WORK TASK
Please retype exactly, and with nothing added, the lines of the material from the one with "In the picture above, where can the toilet bowl" through the final one.

DATA RECORDS
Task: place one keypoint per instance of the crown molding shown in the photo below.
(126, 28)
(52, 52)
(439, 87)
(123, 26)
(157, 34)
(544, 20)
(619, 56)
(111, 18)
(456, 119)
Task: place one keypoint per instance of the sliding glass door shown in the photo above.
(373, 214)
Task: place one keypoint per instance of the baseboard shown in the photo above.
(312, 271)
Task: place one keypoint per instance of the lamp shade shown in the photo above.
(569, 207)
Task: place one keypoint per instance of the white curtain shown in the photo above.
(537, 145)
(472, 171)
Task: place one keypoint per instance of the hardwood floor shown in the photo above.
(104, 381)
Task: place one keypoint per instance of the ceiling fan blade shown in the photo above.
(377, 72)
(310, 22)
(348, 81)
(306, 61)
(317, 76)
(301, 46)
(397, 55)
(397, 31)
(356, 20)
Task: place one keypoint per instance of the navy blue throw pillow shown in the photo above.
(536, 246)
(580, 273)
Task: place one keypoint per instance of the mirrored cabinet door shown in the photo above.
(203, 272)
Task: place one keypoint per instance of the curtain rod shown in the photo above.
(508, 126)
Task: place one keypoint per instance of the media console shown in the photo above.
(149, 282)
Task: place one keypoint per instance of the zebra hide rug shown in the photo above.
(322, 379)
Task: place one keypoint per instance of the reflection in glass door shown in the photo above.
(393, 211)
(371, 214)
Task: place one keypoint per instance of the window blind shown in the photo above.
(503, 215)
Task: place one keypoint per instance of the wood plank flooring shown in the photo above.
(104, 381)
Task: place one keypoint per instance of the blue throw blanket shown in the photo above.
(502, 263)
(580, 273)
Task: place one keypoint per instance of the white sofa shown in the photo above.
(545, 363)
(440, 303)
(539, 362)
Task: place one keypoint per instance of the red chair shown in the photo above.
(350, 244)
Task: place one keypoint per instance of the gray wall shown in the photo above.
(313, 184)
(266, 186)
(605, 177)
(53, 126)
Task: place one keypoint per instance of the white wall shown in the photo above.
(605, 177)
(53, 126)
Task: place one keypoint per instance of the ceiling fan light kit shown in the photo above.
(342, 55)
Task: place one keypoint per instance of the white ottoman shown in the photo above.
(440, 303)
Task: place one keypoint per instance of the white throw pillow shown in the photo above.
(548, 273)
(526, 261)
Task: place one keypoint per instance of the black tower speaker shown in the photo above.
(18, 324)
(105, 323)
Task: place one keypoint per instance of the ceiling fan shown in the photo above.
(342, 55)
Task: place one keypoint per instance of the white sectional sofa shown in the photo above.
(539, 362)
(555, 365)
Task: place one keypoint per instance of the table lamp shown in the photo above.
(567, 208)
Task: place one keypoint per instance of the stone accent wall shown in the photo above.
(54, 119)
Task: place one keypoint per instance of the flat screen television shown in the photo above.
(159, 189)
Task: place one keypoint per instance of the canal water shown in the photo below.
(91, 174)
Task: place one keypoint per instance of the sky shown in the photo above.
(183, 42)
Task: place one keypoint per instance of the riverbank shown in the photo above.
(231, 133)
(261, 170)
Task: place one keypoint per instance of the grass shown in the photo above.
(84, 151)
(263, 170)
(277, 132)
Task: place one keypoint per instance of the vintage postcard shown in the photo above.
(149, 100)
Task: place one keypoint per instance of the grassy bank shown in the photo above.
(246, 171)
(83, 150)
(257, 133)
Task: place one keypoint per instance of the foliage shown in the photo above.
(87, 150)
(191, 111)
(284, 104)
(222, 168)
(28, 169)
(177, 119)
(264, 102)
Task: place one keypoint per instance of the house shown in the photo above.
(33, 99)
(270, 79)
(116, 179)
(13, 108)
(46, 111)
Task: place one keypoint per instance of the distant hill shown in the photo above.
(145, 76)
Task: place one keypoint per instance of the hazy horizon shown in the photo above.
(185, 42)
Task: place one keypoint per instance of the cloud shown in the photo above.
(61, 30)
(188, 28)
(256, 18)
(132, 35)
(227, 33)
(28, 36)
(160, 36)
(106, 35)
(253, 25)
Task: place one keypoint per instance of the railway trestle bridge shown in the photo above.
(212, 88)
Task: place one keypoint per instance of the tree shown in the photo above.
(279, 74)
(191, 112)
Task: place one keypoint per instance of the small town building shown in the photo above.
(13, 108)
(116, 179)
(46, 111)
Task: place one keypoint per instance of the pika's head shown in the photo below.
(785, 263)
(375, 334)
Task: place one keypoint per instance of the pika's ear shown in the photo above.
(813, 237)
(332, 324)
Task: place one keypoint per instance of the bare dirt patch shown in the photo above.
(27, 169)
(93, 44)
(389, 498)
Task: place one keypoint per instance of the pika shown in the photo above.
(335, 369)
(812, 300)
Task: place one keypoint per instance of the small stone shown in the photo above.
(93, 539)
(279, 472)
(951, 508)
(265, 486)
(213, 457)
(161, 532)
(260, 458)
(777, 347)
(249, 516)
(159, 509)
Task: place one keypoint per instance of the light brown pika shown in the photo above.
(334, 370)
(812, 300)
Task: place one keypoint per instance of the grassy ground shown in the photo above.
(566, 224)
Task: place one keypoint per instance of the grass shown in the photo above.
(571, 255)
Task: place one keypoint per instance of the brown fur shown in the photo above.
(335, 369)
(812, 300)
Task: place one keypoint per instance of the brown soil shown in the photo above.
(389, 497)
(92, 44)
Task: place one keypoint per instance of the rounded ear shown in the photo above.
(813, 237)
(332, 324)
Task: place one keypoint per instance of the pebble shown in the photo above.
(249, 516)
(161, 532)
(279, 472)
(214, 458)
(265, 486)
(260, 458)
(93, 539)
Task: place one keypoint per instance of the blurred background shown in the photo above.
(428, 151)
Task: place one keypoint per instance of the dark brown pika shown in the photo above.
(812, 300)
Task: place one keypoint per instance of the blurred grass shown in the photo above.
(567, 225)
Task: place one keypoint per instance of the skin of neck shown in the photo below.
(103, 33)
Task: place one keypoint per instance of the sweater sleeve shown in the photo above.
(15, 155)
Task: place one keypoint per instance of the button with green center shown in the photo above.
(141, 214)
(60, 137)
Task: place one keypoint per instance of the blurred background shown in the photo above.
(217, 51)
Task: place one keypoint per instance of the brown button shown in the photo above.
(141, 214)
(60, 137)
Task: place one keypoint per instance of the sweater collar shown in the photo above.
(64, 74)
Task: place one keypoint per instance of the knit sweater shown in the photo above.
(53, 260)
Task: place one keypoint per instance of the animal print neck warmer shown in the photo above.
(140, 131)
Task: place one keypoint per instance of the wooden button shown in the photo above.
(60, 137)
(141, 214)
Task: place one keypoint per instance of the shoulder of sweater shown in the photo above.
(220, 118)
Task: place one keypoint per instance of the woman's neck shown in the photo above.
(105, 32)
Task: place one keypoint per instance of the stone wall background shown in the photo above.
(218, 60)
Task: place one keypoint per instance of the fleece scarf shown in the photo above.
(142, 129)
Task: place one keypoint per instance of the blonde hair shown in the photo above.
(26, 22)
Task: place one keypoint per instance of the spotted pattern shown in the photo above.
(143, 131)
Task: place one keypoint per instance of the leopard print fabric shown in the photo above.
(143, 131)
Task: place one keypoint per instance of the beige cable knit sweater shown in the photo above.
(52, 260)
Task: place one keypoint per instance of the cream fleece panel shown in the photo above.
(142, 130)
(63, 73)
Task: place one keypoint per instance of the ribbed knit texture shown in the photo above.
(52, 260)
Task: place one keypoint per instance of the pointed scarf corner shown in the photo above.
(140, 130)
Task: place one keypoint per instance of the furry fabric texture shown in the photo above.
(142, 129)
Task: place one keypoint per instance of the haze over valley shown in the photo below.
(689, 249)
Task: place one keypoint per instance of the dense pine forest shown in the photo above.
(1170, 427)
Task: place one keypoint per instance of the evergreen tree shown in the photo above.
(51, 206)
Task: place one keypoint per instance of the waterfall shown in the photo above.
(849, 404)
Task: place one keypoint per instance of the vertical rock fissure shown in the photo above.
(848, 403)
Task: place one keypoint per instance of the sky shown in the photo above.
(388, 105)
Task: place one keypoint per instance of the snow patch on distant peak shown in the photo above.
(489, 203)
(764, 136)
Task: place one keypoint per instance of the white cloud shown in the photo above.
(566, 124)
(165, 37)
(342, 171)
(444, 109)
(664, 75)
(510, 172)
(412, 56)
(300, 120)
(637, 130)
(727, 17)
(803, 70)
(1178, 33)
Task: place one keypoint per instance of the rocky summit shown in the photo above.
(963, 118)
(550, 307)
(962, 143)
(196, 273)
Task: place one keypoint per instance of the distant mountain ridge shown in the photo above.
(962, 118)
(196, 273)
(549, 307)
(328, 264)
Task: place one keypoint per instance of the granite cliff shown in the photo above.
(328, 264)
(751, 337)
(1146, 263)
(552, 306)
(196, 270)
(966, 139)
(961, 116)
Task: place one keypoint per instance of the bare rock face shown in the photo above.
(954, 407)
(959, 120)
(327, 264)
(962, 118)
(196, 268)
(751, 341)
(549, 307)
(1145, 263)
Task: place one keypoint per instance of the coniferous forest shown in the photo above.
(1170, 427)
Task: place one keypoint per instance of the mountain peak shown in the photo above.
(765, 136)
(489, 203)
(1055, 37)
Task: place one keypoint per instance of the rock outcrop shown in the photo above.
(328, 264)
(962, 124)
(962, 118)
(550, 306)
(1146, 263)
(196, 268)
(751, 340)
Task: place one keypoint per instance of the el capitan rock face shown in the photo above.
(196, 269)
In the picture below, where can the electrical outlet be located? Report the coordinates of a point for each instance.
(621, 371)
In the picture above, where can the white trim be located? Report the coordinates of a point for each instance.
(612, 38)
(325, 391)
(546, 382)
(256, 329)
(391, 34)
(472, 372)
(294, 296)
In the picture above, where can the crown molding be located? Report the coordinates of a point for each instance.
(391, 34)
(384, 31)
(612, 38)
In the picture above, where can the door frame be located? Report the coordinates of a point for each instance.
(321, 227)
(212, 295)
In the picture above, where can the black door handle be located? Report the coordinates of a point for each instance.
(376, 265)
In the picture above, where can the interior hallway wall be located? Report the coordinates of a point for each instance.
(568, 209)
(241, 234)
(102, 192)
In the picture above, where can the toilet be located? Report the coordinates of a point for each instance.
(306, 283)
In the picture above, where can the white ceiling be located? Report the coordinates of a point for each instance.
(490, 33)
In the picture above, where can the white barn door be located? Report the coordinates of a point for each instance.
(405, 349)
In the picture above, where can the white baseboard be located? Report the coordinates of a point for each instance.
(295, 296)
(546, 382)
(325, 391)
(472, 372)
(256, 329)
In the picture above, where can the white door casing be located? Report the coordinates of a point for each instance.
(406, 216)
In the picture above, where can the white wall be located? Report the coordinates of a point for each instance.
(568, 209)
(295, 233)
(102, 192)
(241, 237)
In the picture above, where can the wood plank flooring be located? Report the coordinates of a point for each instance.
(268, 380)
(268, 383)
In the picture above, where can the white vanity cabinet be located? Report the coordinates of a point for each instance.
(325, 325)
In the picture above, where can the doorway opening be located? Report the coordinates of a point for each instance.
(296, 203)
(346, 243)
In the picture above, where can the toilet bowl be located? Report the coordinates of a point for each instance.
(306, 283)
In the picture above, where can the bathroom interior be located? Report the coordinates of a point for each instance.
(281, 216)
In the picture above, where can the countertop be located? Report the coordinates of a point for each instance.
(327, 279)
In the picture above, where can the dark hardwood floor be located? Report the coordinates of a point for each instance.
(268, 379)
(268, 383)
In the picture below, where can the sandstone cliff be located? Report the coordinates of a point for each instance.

WRITTEN RESPONSE
In the picture above, where can the toilet bowl be located? Report the coordinates of a point for each instance.
(306, 283)
In the picture above, where can the bathroom interior be located? Report the coordinates of a point for each instance.
(281, 216)
In the picture above, where can the countertop be located? Report the coordinates of a point for each instance.
(327, 279)
In the picture above, where can the dark hardwood floor be located? Report the coordinates of a point for each instance.
(268, 379)
(268, 383)
In the picture below, where can the sandstone cliff be located? Report the coordinates of a point for each instance.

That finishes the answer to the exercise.